Collected data

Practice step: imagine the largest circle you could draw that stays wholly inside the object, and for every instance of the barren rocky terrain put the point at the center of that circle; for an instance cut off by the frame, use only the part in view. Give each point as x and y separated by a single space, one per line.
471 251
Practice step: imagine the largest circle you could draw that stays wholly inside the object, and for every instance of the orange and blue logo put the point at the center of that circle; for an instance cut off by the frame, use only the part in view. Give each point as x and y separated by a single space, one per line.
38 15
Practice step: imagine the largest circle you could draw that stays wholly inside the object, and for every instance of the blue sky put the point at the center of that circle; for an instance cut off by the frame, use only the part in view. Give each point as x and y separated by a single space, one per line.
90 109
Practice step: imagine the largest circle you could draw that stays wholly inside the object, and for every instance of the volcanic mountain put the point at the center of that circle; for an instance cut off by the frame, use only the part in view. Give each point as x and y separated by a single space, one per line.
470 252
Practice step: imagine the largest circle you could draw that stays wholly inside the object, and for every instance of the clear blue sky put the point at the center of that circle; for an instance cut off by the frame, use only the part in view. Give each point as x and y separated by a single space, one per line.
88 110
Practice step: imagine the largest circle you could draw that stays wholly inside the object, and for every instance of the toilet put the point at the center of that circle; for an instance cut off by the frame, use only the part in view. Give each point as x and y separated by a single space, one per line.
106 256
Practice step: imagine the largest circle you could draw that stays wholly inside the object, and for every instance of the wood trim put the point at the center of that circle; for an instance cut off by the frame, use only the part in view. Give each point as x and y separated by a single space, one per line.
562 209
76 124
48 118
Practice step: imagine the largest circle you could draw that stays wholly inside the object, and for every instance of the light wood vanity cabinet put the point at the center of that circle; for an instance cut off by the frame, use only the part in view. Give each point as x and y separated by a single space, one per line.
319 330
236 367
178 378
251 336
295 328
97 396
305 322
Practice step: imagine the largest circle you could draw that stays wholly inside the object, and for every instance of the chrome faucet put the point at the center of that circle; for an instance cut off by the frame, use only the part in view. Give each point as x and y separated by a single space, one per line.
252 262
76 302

Exercise prompt: Up to and including the last line of the records above, print exactly every line from the one that contains "of the chrome" onward.

Result of the exercise:
Practice step: imagine the largest circle you could draw that stays wholly inside the object, and for every instance of the chrome faucet put the point at the center of that circle; for an instance cut off by the frame, use only the part in view. Give each point as x and y separated by a single space, one per line.
252 262
76 302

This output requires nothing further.